*READING TEXT*.
At the NCW/Zonta Annual Women’s Debate this year, abortion was a sensation. Every single candidate in the place proclaimed herself to be pro-choice.
Even Nicola Willis of the National Party, who said she was pro-choice, then went on the promise she would not lift a finger to achieve abortion law reform.
Even Mai Reedy-Taare of the Maori Party, who said she was pro-choice, but that abortion didn’t really matter to Maori because whangai adoption meant Maori didn’t need abortion. Evidence suggests she is wrong about that: a higher proportion of Maori get abortions than Pakeha (see the 2016 abortion stats), and Maori support abortion on request at similar rates to Pakeha (see the poll results).
Even Tracy Martin of NZ First, who said she was pro-choice, but did not support decriminalising abortion because keeping abortion in the Crimes Act makes it safer for women.
For those of us whose heads just exploded, let’s look at that.

*PROVIDED MATERIAL*.

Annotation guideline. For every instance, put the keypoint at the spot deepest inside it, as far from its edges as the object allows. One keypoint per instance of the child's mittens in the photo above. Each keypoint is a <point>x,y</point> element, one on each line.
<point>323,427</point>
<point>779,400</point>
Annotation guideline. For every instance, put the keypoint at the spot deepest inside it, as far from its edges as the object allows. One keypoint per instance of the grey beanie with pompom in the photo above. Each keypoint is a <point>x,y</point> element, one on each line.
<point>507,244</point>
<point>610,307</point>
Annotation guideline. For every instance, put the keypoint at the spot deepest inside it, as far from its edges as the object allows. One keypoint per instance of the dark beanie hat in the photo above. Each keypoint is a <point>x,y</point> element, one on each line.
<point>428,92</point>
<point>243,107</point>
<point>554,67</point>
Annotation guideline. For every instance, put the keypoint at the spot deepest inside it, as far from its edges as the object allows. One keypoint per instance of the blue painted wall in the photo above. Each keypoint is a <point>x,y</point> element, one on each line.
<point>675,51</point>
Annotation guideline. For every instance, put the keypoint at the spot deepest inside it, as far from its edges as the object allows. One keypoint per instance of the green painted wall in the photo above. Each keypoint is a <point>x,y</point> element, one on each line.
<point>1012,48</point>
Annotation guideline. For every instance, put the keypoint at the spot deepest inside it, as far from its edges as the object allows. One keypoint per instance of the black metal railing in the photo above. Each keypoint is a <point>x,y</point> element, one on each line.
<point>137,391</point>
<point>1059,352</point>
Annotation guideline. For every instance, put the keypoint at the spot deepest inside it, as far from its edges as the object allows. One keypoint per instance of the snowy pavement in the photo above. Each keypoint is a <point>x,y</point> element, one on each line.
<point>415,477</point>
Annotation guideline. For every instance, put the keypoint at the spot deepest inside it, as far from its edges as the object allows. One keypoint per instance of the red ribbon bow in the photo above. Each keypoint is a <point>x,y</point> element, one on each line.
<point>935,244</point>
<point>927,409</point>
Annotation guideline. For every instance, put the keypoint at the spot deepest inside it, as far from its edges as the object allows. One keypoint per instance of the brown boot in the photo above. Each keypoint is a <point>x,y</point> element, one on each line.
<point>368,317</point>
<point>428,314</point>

*ACTIONS TO TAKE*.
1. Answer these questions from the text on the women's debate:
(a) Which party does Nicola Willis belong to?
(b) According to Mai Reedy-Taare, what practice meant Maori didn't need abortion?
(c) What reason did Tracy Martin give for not supporting the decriminalization of abortion?
2. Return the part of the text on the women's debate that opens with the words containing "At the NCW/Zonta" and closes with "abortion law reform.", copied word for word.
3. Resume the text on the women's debate after its final sentence and continue writing it.

*LIST OF ANSWERS*.
1.
(a) The National Party.
(b) Whangai adoption.
(c) She said that keeping abortion in the Crimes Act makes it safer for women.

2.
At the NCW/Zonta Annual Women’s Debate this year, abortion was a sensation. Every single candidate in the place proclaimed herself to be pro-choice.
Even Nicola Willis of the National Party, who said she was pro-choice, then went on the promise she would not lift a finger to achieve abortion law reform.

3.
Abortion is the only health care procedure to feature in the Crimes Act as a crime. Other procedures like, say, appendectomy, are not in the Crimes Act and yet they somehow remain safe.
Abortion is health care people seek out even when it is illegal and not readily accessible. History demonstrates how people seek abortion in unsafe, backalley settings only when they can’t get care from safe and legal sources. Keeping abortion in the Crimes Act does nothing to keep abortion safe. Quite the opposite.
Some politicians use the pro-choice label to manufacture a bit of street cred from people who support women’s rights/ human rights in the 21st century, but do absolutely nothing to reform the law or increase people’s access to abortion.
Anyone can talk the talk, but let’s pay attention to who actually walks the walk.
We need to make abortion a normal health care procedure.
Most abortions can be a medical procedure which could be provided in general practise managed by doctors OR /and nurses.
BUT in the meantime we at least need to provide women with abortion services to the full extent our law allows.
It is appalling that DHBs are allowed to refer women to other regions for a medical abortion.
Second trimester D and E procedures need to be easy to access. At present only 3 DHBs provide them and only one is actively training practitioners.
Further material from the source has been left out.